[Referring expression pointing data]

^^^^^^^^^^^^^^^^

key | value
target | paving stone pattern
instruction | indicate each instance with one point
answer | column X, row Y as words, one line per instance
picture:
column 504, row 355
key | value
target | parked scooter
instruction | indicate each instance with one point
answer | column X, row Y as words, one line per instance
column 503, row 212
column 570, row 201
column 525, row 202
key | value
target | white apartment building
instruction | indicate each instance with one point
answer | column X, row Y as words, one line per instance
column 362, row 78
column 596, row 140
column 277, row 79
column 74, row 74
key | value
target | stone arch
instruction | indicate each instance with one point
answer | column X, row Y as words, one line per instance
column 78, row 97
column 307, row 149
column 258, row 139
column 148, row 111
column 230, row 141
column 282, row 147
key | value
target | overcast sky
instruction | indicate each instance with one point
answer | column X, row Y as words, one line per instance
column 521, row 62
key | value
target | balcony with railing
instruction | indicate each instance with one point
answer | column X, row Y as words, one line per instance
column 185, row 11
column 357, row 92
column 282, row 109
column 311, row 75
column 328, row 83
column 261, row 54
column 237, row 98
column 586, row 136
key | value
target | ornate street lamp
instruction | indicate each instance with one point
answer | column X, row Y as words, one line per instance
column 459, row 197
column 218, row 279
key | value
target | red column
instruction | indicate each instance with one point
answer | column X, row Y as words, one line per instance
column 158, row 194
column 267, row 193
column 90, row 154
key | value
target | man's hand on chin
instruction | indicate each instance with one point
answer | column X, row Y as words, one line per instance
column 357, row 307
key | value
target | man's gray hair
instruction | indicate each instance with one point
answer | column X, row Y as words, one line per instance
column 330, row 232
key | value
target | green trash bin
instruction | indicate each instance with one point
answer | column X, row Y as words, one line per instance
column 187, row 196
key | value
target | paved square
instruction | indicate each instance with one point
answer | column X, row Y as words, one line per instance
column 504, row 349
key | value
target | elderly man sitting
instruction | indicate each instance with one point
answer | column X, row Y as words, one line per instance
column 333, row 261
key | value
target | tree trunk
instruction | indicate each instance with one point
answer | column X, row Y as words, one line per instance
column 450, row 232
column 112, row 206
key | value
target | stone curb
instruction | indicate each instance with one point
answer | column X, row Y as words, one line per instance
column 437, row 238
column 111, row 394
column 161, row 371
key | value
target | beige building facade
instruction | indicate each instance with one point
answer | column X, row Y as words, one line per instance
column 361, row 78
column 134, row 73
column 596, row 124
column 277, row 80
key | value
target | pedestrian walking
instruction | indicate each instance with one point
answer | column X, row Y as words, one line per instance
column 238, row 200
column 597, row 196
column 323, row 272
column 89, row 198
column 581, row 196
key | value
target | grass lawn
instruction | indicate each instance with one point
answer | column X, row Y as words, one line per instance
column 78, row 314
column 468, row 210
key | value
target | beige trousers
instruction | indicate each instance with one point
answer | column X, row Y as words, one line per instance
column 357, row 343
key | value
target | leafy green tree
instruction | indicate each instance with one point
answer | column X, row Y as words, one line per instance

^^^^^^^^^^^^^^^^

*Task to complete:* The entries above should be copied out exactly, with none left out.

*Response below:*
key | value
target | paving stone pattern
instruction | indicate each instance with one point
answer | column X, row Y as words, one line per instance
picture:
column 504, row 355
key | value
target | parked scooter
instruction | indicate each instance with one point
answer | column X, row Y as words, one line per instance
column 503, row 212
column 570, row 201
column 525, row 202
key | value
target | white apartment building
instruction | indicate each instance with one point
answer | column X, row Y as words, one line per instance
column 362, row 78
column 596, row 140
column 277, row 79
column 74, row 74
key | value
target | stone arch
instruction | indicate each instance with one point
answer | column X, row Y as words, one line per instance
column 78, row 97
column 307, row 149
column 258, row 139
column 148, row 111
column 230, row 141
column 282, row 147
key | value
target | overcast sky
instruction | indicate each instance with one point
answer | column X, row Y as words, one line per instance
column 521, row 62
key | value
target | balcony with railing
instruction | indicate each instance with one point
answer | column X, row Y as words, one line per instance
column 185, row 11
column 357, row 92
column 282, row 109
column 311, row 75
column 328, row 83
column 261, row 54
column 237, row 98
column 586, row 136
key | value
target | ornate street lamp
instruction | indicate each instance with one point
answer | column X, row Y as words, one line per instance
column 459, row 197
column 218, row 279
key | value
target | red column
instruction | indicate each instance with one point
answer | column X, row Y as words, one line per instance
column 158, row 194
column 267, row 193
column 90, row 154
key | value
target | man's hand on chin
instruction | indicate each instance with one point
answer | column X, row Y as words, one line per instance
column 357, row 307
key | value
target | man's gray hair
instruction | indicate each instance with one point
answer | column X, row Y as words, one line per instance
column 330, row 232
key | value
target | green trash bin
instruction | indicate each instance with one point
answer | column X, row Y as words, one line per instance
column 187, row 196
key | value
target | paved square
instruction | indicate each instance with one point
answer | column X, row Y as words, one line per instance
column 504, row 349
key | value
target | elderly man sitting
instruction | indicate each instance with one point
answer | column X, row Y as words, one line per instance
column 333, row 261
key | value
target | tree trunk
instruction | indicate each instance with one point
answer | column X, row Y as words, one line per instance
column 450, row 232
column 112, row 206
key | value
target | stone curb
instruction | indicate each instance with one point
answer | column X, row Y as words, one line per instance
column 437, row 238
column 111, row 394
column 161, row 371
key | value
target | beige building facade
instruction | indicate each instance with one point
answer | column X, row Y as words, one line per instance
column 361, row 78
column 134, row 73
column 596, row 124
column 277, row 80
key | value
target | pedestrian walking
instruction | indicate each instance with one point
answer | column X, row Y as words, one line per instance
column 238, row 200
column 597, row 196
column 323, row 272
column 89, row 198
column 581, row 196
key | value
target | grass lawn
instruction | indicate each instance with one point
answer | column X, row Y as words, one line per instance
column 78, row 314
column 468, row 210
key | value
target | beige trousers
instruction | indicate each instance with one point
answer | column X, row Y as words, one line per instance
column 357, row 343
key | value
target | leafy green tree
instruction | indicate each instance with one point
answer | column X, row Y as words, one line per instance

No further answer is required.